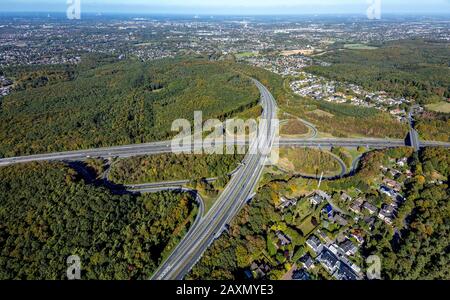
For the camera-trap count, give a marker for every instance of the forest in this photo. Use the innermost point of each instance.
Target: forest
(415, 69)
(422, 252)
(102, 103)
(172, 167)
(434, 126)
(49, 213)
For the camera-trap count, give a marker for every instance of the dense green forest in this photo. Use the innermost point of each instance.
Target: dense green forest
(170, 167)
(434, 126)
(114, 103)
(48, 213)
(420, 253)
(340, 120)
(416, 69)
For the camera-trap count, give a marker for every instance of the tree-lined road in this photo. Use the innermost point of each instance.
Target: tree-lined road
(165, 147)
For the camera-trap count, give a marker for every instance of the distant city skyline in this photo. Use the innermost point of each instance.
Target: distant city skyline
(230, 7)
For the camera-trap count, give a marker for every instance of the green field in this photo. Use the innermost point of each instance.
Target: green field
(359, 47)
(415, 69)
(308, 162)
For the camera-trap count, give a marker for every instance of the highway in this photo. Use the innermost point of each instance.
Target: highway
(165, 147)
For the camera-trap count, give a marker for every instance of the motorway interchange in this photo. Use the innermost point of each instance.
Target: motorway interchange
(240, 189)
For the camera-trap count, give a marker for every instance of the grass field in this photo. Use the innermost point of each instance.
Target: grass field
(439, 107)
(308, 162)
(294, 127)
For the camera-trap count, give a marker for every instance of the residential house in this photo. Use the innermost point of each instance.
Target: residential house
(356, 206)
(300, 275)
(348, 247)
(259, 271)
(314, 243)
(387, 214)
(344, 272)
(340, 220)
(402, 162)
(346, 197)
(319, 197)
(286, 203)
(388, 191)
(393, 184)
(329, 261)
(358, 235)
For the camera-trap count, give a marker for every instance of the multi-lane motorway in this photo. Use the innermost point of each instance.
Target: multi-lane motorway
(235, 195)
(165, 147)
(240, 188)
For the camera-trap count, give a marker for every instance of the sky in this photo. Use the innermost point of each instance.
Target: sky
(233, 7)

--------

◆ **EXERCISE BRIEF**
Copy the entries above exactly, but only from the line holding "Target: green field" through the line holding "of the residential", both included.

◆ **ANSWER FOR THE TASK**
Target: green field
(359, 47)
(415, 69)
(308, 162)
For the camera-trap count, give a marker for every instance of the highway in this photo. Use the innermost point of each instance.
Target: highway
(165, 147)
For the camera-trap count, give a marker for every instance of the motorway interchange in this photo. Use the innermost point of each instance.
Target: motorway interchange
(240, 189)
For the camera-trap count, give a marker for every instance of the grass field in this photo. Use the innermost point of each instance.
Target: grass field
(439, 107)
(308, 162)
(294, 127)
For the camera-trap count, give a marker for every instance of the residential house in this photo. Use the innermost point of each instance.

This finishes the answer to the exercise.